:: TASK INSTRUCTIONS ::
Your response must consist of the listing below, repeated exactly.

:: DATA PROVIDED ::
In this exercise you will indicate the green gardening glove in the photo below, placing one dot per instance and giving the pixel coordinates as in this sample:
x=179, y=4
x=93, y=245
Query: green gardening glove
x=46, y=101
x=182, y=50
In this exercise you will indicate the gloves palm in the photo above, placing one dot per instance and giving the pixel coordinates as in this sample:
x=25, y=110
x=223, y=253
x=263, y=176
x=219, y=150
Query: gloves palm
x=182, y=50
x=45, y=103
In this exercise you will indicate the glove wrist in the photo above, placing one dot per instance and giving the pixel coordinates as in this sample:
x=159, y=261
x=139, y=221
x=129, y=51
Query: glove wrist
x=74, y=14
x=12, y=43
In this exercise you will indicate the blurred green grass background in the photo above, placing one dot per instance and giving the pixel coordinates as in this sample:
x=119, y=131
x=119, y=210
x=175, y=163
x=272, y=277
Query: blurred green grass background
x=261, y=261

:: OUTPUT BELOW ::
In this exercise you will indicate the green gardening glove in the photo below, placing one dot per instance and giving the pixel coordinates as in this sample:
x=179, y=4
x=93, y=245
Query: green gardening glove
x=46, y=101
x=182, y=50
In this exercise you will indicate the gloves palm in the photo above, placing one dot per instance and giving the pixel coordinates as in this sample:
x=25, y=110
x=223, y=253
x=263, y=176
x=219, y=150
Query: gloves palm
x=182, y=50
x=45, y=103
In this exercise you will indicate the glove wrist in the photo above, placing one dot per instance and giving the pixel coordinates as in this sample:
x=159, y=261
x=139, y=221
x=129, y=51
Query: glove wrist
x=74, y=14
x=12, y=43
In this exercise you will indicate the blurred green grass background in the photo above, placing one dot per instance and giving the pixel coordinates as in this sample:
x=119, y=131
x=119, y=210
x=175, y=163
x=272, y=277
Query: blurred green grass background
x=261, y=261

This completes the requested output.